▸ Série d'exercices:
**1)** Dans les commentaires de lecture, quelle coquille Edouard PArle relève-t-il ?
**2)** Rédige la suite des commentaires de lecture après leur dernière phrase.

▸ Texte fourni:

○ ○ ○ ○ ○ ○ ○

Je trouve dommage de ne pas décrire davantage le contenu de ses entraînements, quitte à le faire succinctement , via une douleur le soir, des courbatures vite oubliées le matin. De même, ce n'est qu'un môme. Ses frères et sœurs ne lui manquent pas ? Quel lien développe-t-il avec son mentor ? Froid ou chaleureux ? Je trouve que ça avance trop vite sans passer assez de temps sur le côté emotionnel (mais ce n'est que mon avis).
Notsil
Posté le 13/06/2023
Coucou !
Tu soulèves des points intéressants, et comme c'est un texte sur lequel je veux passer une dernière touche de corrections, ça me donne à réfléchir.
Il a l'habitude que ses frères/soeurs soient souvent en mission mais il y a quand même souvent au moins 2-3 de présents... et je n'y avais même pas pensé ^^
Merci :)
Edouard PArle
Posté le 27/10/2021
Coucou !
Lucas poursuit son apprentissage et va devoir changer s'il veut être à la hauteur. Il a hérité d'en mentor apparemment plutôt discret dont on sait peu. J'espère que les prochains chapitres permettront d'étoffer leur relation et le personnage d'Arcal.
Sinon, je trouve que c'aurait été intéressant d'avoir la première conversation entre Lucas et son nouveau mentor, l'ellipse m'a un peu déçu^^
Etrange l'impopularité du djicam au vu de ses apparentes qualités entrevues dans les chapitres précédents. Bien envie d'en savoir plus...
Une petite coquille :
"de retenir un maximum d’information" -> informations
Toujours un plaisir de te lire,
A bientôt !
Notsil
Posté le 27/10/2021
Coucou !

○ ○ ○ ○ ○ ○ ○

▸ Lignes fournies:
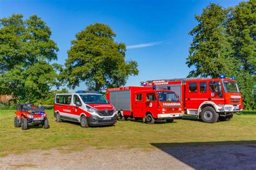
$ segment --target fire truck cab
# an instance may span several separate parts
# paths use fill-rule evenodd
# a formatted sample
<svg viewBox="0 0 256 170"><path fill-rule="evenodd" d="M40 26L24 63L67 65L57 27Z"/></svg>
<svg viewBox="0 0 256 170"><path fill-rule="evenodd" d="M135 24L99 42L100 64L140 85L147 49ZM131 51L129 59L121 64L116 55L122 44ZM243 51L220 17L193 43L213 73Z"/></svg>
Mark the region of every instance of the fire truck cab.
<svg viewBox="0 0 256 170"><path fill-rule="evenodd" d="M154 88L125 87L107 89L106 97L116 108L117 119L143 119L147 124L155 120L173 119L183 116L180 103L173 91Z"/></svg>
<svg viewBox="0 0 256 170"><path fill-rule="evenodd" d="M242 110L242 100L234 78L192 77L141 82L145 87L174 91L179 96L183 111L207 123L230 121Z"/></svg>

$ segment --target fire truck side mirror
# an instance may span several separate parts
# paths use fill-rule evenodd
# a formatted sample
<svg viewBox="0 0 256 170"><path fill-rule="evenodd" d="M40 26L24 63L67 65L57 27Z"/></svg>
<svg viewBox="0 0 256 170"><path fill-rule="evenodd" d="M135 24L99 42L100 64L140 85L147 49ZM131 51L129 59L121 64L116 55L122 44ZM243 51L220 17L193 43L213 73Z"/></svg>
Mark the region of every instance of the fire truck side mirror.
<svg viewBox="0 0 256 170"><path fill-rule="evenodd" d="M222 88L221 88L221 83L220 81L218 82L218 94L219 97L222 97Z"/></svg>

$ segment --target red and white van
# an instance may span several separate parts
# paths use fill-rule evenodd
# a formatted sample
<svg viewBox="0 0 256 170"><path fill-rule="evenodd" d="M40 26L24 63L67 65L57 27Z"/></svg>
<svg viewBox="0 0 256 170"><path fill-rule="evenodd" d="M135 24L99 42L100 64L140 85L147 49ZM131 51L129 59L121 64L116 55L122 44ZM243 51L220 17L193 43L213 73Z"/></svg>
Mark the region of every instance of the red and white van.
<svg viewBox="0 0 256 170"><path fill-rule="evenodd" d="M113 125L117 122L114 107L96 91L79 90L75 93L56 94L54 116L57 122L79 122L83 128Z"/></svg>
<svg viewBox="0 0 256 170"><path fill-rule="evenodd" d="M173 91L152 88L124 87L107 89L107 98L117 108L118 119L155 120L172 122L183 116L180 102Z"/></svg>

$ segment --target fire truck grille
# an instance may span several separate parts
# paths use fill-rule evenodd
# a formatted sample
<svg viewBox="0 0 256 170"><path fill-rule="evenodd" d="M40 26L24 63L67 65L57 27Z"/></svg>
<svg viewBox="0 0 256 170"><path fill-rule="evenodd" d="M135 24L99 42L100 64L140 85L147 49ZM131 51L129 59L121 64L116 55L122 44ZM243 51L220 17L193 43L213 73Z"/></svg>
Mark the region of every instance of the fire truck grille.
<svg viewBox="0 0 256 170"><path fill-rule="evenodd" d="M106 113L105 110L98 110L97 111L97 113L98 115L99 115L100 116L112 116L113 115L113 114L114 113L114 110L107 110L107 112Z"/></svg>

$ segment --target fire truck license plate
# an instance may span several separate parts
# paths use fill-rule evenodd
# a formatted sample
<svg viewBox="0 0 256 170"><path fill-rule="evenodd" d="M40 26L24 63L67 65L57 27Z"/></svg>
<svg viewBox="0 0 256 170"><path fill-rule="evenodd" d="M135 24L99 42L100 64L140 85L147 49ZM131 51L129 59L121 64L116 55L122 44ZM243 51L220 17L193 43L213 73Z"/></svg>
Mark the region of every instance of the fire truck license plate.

○ ○ ○ ○ ○ ○ ○

▸ Réponses:
**1)** Il relève « de retenir un maximum d’information », où il faudrait écrire « informations ».

**2)**
Vrai que j'ai une certaine tendance à l'ellipse facile... je note, effectivement ça permettrait de mieux cerner Arcal et puis je pourrai continuer sur Lucas qui se posera la question de où il est tombé.

Je n'avais pas l'impression que le Djicam soit impopulaire, par contre ^^
Et merci pour la coquille, je corrigerai ça :)

A une prochaine !
Edouard PArle
Posté le 27/10/2021
j'ai lu trop vite alors^^
A bientôt !
Lohiel
Posté le 03/05/2021
Coucou... Bon je sors de mon tunnel, du coup j'avais vu passer ta publication, et je suis venue lire. J'aime toujours, bien sûr... c'est une histoire prometteuse, pleine de belles images mystérieuses... même si je me demande encore ce que tu trafiques avec les points de vue 😁 Un coup, on connaît les pensées du mentor, un coup on ne les connaît pas -- oui, je suis casse-pied 😇 avec ça, mais je t'assure que c'est grâce à une gestion bien contrôlée du pdv que se construit l'ossature du texte. Quand tu veux faire passer les pensées d'un perso qui est en externe, tu peux toujours : 1) les montrer en décrivant son expression, vue par un "interne" - 2) l'amener à se confier à quelqu'un (un collègue qui passe, là, et qui lui demande des nouvelles de sa recrue, par exemple, pendant qu'il le regarde s'entraîner de loin)

Une petite répétition sensible :
ceux qui entrainaient une mort lente, ou douloureuse*. Arcal lui apprenait aussi comment soulager les douleurs* dues...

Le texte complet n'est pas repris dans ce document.